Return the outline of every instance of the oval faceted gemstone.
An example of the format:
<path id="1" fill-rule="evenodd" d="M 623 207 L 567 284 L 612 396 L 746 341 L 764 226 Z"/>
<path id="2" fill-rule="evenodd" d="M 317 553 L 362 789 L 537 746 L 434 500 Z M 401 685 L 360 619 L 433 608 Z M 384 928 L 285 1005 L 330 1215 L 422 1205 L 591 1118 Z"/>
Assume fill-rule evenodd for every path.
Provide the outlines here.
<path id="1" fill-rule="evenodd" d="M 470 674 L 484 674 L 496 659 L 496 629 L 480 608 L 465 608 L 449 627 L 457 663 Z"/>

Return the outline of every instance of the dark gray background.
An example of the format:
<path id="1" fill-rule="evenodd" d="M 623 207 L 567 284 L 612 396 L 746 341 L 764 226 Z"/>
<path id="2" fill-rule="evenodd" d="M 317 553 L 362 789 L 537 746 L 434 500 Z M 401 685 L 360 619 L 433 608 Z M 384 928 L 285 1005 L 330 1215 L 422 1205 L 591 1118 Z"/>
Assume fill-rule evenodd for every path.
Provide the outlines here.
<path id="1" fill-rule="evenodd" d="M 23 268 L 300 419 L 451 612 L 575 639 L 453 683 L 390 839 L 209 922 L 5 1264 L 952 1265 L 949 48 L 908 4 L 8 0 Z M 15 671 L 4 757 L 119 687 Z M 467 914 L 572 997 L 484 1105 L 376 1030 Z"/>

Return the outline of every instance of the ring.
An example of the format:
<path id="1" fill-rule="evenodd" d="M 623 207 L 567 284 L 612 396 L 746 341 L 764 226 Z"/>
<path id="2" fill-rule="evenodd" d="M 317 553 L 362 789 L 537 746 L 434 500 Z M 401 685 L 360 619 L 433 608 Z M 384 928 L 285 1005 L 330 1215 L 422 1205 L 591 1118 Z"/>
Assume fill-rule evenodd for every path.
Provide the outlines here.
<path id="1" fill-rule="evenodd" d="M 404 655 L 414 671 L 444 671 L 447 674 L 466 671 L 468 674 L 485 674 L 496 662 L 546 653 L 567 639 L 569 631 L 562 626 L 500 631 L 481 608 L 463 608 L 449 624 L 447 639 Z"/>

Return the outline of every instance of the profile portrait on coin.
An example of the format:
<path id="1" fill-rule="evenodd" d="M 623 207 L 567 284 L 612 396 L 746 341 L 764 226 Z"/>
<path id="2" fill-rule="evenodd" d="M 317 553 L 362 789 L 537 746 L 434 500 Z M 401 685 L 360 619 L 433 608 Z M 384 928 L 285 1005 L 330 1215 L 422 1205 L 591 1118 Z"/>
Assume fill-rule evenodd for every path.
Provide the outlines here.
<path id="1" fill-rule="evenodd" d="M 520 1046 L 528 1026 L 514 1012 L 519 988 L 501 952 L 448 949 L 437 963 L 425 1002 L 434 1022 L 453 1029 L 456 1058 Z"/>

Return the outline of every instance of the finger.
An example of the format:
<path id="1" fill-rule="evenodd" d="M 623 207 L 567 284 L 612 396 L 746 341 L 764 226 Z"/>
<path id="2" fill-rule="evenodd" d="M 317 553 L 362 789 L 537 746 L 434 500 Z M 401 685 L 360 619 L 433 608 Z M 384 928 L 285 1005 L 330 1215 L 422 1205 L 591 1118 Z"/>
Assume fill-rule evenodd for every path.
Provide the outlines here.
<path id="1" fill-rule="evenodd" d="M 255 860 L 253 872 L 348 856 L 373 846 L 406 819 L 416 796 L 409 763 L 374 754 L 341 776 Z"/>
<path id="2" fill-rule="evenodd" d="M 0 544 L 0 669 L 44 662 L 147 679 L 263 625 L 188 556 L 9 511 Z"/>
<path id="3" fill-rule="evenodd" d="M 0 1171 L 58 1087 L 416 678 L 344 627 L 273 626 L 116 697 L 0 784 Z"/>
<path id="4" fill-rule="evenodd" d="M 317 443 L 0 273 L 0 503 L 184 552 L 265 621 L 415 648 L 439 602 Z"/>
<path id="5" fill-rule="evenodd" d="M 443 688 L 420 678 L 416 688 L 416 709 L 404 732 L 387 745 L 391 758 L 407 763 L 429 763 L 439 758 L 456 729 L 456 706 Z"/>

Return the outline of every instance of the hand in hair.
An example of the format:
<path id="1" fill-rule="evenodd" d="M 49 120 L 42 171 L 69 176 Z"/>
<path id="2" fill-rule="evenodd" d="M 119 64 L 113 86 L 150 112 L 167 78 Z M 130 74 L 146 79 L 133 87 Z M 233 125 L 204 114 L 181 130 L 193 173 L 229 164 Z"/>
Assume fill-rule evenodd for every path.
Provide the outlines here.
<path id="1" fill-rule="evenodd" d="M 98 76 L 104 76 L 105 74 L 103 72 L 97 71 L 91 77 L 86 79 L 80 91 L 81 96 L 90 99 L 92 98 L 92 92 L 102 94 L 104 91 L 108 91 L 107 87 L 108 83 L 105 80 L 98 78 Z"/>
========
### Set problem
Copy all of the entries above line for line, without changing a single character.

### Full output
Return the outline of every instance of the oval faceted gemstone.
An example of the format:
<path id="1" fill-rule="evenodd" d="M 623 207 L 567 284 L 612 396 L 746 341 L 764 226 Z"/>
<path id="2" fill-rule="evenodd" d="M 317 553 L 362 789 L 537 746 L 434 500 Z M 401 685 L 360 619 L 433 608 Z M 384 928 L 285 1005 L 330 1215 L 422 1205 L 591 1118 Z"/>
Assume fill-rule evenodd for every path.
Provide the outlines here.
<path id="1" fill-rule="evenodd" d="M 470 674 L 484 674 L 496 659 L 496 629 L 480 608 L 465 608 L 449 627 L 457 663 Z"/>

Return the outline of every instance of the dark gray background.
An example of the format:
<path id="1" fill-rule="evenodd" d="M 623 207 L 567 284 L 612 396 L 746 341 L 764 226 Z"/>
<path id="2" fill-rule="evenodd" d="M 317 553 L 362 789 L 537 746 L 434 500 Z M 401 685 L 360 619 L 433 608 Z M 384 928 L 285 1005 L 330 1215 L 422 1205 L 591 1118 Z"/>
Assume fill-rule evenodd for every path.
Provide the outlines here.
<path id="1" fill-rule="evenodd" d="M 23 268 L 300 419 L 451 612 L 575 639 L 453 683 L 390 839 L 209 922 L 5 1264 L 952 1265 L 949 48 L 908 4 L 8 0 Z M 15 671 L 4 757 L 119 687 Z M 467 914 L 572 997 L 484 1105 L 376 1030 Z"/>

Return the outline of every instance of the ring.
An example of the format:
<path id="1" fill-rule="evenodd" d="M 623 207 L 567 284 L 612 396 L 746 341 L 764 226 Z"/>
<path id="2" fill-rule="evenodd" d="M 317 553 L 362 789 L 537 746 L 434 500 Z M 401 685 L 360 619 L 433 608 Z M 384 928 L 285 1005 L 330 1215 L 422 1205 L 591 1118 Z"/>
Assume fill-rule evenodd for every path.
Provide the outlines here.
<path id="1" fill-rule="evenodd" d="M 404 655 L 414 671 L 444 671 L 447 674 L 466 671 L 468 674 L 485 674 L 496 662 L 546 653 L 567 639 L 569 631 L 562 626 L 500 631 L 481 608 L 463 608 L 449 624 L 447 639 Z"/>

Return the outline of every instance of the profile portrait on coin.
An example of the format:
<path id="1" fill-rule="evenodd" d="M 623 207 L 567 284 L 612 396 L 746 341 L 764 226 Z"/>
<path id="2" fill-rule="evenodd" d="M 317 553 L 362 789 L 537 746 L 434 500 Z M 401 685 L 360 619 L 433 608 Z M 384 928 L 285 1005 L 330 1215 L 422 1205 L 591 1118 Z"/>
Assume fill-rule evenodd for every path.
Provide the outlines here.
<path id="1" fill-rule="evenodd" d="M 520 1046 L 528 1026 L 514 1012 L 519 988 L 501 952 L 448 949 L 437 963 L 425 1002 L 434 1022 L 453 1029 L 456 1058 Z"/>

Return the outline of every instance of the finger.
An example of the format:
<path id="1" fill-rule="evenodd" d="M 623 207 L 567 284 L 612 396 L 746 341 L 764 226 Z"/>
<path id="2" fill-rule="evenodd" d="M 317 553 L 362 789 L 537 746 L 434 500 Z M 401 685 L 360 619 L 433 608 Z M 384 928 L 285 1005 L 330 1215 L 422 1205 L 591 1118 Z"/>
Assume fill-rule evenodd for every path.
Provide the outlines here.
<path id="1" fill-rule="evenodd" d="M 255 860 L 253 872 L 348 856 L 373 846 L 406 819 L 416 796 L 409 763 L 374 754 L 341 776 Z"/>
<path id="2" fill-rule="evenodd" d="M 0 544 L 0 669 L 44 662 L 147 679 L 263 625 L 188 556 L 9 511 Z"/>
<path id="3" fill-rule="evenodd" d="M 0 1171 L 58 1087 L 416 678 L 344 627 L 273 626 L 116 697 L 0 784 Z"/>
<path id="4" fill-rule="evenodd" d="M 317 443 L 0 273 L 0 503 L 184 552 L 265 621 L 415 648 L 439 602 Z"/>
<path id="5" fill-rule="evenodd" d="M 443 688 L 420 678 L 416 688 L 416 709 L 404 732 L 387 745 L 391 758 L 407 763 L 429 763 L 439 758 L 456 729 L 456 706 Z"/>

Return the outline of every instance of the hand in hair.
An example of the format:
<path id="1" fill-rule="evenodd" d="M 49 120 L 42 171 L 69 176 Z"/>
<path id="2" fill-rule="evenodd" d="M 119 64 L 113 86 L 150 112 L 167 78 Z M 130 74 L 146 79 L 133 87 Z M 233 125 L 204 114 L 181 130 L 193 173 L 229 164 Z"/>
Assume fill-rule evenodd for every path.
Provide the outlines here.
<path id="1" fill-rule="evenodd" d="M 98 76 L 104 76 L 105 74 L 103 72 L 97 71 L 91 77 L 86 79 L 80 91 L 81 96 L 90 99 L 92 98 L 92 92 L 102 94 L 104 91 L 108 91 L 107 87 L 108 83 L 105 80 L 98 78 Z"/>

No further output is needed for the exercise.